### What the task requires
Turn every line of the material below into a Markdown table with the columns Row and Line, numbering each row. Skip blank lines and leave out the pictures.

### Material provided
━━━
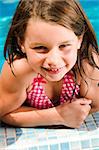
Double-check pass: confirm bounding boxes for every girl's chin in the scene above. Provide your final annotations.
[44,74,65,82]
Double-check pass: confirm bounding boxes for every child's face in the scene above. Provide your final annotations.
[21,19,82,81]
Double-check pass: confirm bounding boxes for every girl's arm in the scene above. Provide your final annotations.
[0,59,29,118]
[2,99,91,128]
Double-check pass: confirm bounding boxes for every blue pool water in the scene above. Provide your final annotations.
[0,0,99,70]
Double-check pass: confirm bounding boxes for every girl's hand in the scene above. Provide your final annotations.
[57,98,91,128]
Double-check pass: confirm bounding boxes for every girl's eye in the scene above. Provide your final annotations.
[32,46,48,52]
[59,44,71,49]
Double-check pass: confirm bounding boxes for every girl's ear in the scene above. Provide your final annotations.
[77,35,83,49]
[17,37,25,53]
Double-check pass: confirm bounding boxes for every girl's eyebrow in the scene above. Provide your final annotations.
[60,39,74,44]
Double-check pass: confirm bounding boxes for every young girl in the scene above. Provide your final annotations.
[0,0,99,128]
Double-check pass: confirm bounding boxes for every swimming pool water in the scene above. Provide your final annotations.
[0,0,99,70]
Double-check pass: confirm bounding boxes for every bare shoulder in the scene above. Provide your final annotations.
[80,53,99,109]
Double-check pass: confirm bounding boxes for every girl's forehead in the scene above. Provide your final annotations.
[25,19,76,41]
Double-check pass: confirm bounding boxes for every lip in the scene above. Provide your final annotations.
[43,67,63,74]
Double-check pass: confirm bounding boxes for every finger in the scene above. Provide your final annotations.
[80,99,92,105]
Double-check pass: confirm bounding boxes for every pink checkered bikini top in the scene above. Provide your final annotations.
[26,73,79,109]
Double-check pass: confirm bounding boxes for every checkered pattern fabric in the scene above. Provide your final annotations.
[27,73,79,109]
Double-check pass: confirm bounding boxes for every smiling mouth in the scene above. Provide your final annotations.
[42,67,63,74]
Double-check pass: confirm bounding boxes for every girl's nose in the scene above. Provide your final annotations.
[45,49,64,68]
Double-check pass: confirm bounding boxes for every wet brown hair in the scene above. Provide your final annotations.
[4,0,99,74]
━━━
### Response for this exercise
| Row | Line |
|---|---|
| 1 | Double-check pass: confirm bounding boxes for every girl's chin in the scene above. Provide your final annotations. |
| 2 | [44,74,65,82] |
| 3 | Double-check pass: confirm bounding boxes for every child's face in the scene above. Provide your final annotations. |
| 4 | [21,19,82,81] |
| 5 | Double-check pass: confirm bounding boxes for every girl's arm in the scene above. Provide your final annotations. |
| 6 | [0,59,29,118] |
| 7 | [2,99,91,128] |
| 8 | Double-check pass: confirm bounding boxes for every blue pool water in the scene above. Provide your final annotations. |
| 9 | [0,0,99,70] |
| 10 | Double-check pass: confirm bounding boxes for every girl's hand in the scene above. Provide your final annotations. |
| 11 | [57,98,91,128] |
| 12 | Double-check pass: confirm bounding boxes for every girl's eye in the scene above. Provide your final annotations. |
| 13 | [32,46,48,52] |
| 14 | [59,44,71,49] |
| 15 | Double-check pass: confirm bounding boxes for every girl's ear in the scene above. Provide your final annotations. |
| 16 | [77,35,83,49] |
| 17 | [17,37,25,53] |
| 18 | Double-check pass: confirm bounding boxes for every girl's eyebrow in the scene above. Provide your final annotations. |
| 19 | [60,39,74,44] |
| 20 | Double-check pass: confirm bounding boxes for every young girl in the scene above. Provide your final annotations. |
| 21 | [0,0,99,128] |
| 22 | Double-check pass: confirm bounding boxes for every swimming pool water in the scene above. Provide your final annotations. |
| 23 | [0,0,99,70] |
| 24 | Double-check pass: confirm bounding boxes for every bare shoulder in the scene above. Provide your final annotations. |
| 25 | [80,53,99,109] |
| 26 | Double-check pass: confirm bounding boxes for every girl's forehead in the scene above. Provide your final annotations. |
| 27 | [25,19,76,41] |
| 28 | Double-check pass: confirm bounding boxes for every lip in the scene above. Provide your final annotations. |
| 29 | [43,67,63,74] |
| 30 | Double-check pass: confirm bounding boxes for every finger in the scene above. Provide your final annotations. |
| 31 | [80,99,92,105] |
| 32 | Double-check pass: confirm bounding boxes for every pink checkered bikini top in the scene above. Provide your final annotations. |
| 33 | [26,73,79,109] |
| 34 | Double-check pass: confirm bounding boxes for every checkered pattern fabric in the scene above. Provide your final annotations. |
| 35 | [27,73,79,109] |
| 36 | Double-check pass: confirm bounding boxes for every smiling mouth in the scene above. Provide your final annotations. |
| 37 | [42,67,63,74] |
| 38 | Double-check pass: confirm bounding boxes for every girl's nose in the scene above. Provide your final annotations. |
| 39 | [45,49,64,68] |
| 40 | Double-check pass: confirm bounding boxes for every wet brown hair in the scene above. Provide your final annotations. |
| 41 | [4,0,99,74] |